◆ Challenge
Collect every line in the entries below that contains the word "soil", and copy each one out. Case counts.

◆ Records supplied
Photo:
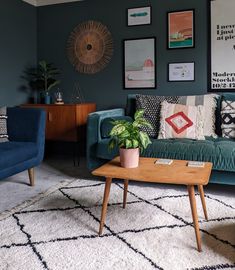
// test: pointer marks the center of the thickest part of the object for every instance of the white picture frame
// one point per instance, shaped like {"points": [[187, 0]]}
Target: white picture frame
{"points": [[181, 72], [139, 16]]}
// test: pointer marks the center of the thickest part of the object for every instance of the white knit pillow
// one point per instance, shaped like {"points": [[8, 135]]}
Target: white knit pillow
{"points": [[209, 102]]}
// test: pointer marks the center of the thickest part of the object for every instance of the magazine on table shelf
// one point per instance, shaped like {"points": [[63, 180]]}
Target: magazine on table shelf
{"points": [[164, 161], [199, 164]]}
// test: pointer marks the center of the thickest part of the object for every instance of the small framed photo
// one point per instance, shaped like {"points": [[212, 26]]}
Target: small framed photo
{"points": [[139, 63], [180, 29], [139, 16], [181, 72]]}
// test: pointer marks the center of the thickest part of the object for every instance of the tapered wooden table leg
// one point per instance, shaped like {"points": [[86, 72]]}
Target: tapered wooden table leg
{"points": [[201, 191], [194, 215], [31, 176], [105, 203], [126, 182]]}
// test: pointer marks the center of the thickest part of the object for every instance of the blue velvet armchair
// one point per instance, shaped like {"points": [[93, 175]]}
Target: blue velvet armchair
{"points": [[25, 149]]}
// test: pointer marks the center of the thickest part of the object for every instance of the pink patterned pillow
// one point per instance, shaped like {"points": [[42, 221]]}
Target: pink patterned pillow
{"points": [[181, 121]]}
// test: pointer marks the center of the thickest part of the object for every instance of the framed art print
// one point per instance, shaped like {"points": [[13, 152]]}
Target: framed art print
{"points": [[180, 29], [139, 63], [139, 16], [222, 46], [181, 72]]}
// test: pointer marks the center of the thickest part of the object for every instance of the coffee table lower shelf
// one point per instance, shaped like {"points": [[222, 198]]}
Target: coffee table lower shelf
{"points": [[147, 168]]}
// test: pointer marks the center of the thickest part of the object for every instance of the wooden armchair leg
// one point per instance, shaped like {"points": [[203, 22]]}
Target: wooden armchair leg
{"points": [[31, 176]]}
==
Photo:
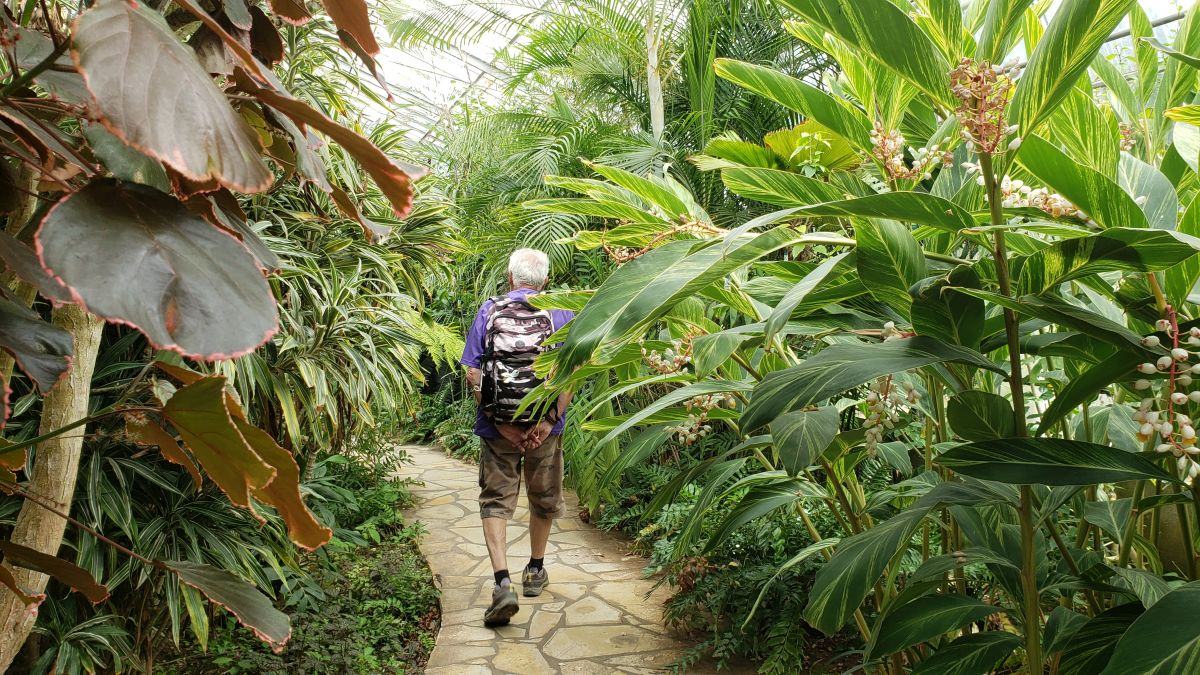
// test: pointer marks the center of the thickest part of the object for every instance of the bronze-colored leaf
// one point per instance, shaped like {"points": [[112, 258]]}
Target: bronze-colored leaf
* * *
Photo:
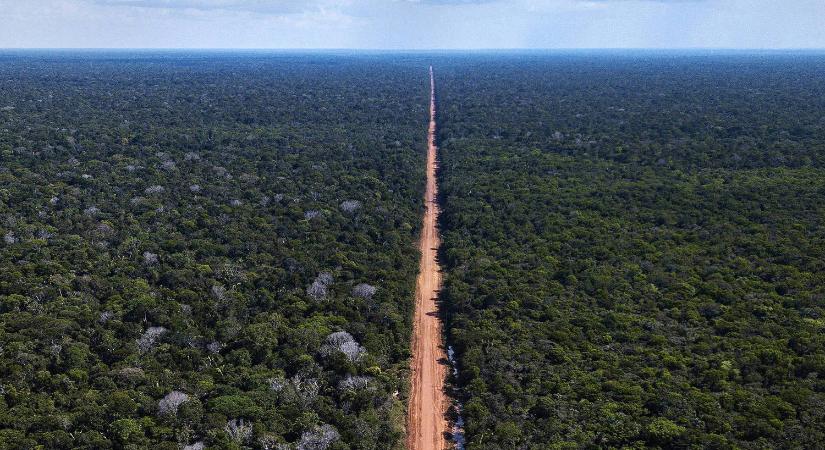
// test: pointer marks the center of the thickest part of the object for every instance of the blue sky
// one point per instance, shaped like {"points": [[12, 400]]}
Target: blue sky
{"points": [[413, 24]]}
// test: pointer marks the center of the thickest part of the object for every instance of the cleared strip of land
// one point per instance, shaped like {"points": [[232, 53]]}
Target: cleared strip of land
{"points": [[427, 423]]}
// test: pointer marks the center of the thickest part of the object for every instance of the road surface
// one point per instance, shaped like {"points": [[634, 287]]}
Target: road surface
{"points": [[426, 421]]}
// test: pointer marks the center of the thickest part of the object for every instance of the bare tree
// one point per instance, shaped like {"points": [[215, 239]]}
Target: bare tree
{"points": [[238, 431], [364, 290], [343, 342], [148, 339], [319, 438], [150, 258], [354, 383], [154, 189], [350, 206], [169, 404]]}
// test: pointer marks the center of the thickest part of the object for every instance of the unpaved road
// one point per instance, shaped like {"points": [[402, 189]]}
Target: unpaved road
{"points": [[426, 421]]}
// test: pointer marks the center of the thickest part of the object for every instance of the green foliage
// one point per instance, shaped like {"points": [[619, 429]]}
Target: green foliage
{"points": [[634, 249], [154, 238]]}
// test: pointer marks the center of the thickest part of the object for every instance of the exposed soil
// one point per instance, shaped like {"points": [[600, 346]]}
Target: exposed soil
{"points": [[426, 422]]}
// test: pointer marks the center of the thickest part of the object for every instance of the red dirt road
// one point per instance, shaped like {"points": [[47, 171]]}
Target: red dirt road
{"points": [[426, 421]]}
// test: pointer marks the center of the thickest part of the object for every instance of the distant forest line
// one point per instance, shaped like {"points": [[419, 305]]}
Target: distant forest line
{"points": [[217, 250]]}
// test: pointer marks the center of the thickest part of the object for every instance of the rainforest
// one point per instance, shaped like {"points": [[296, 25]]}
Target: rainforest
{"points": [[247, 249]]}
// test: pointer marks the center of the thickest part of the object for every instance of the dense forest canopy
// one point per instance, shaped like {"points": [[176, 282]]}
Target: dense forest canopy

◆ The completed task
// test: pointer marks the center of the thickest part of the object for every instance of the exposed soil
Target: exposed soil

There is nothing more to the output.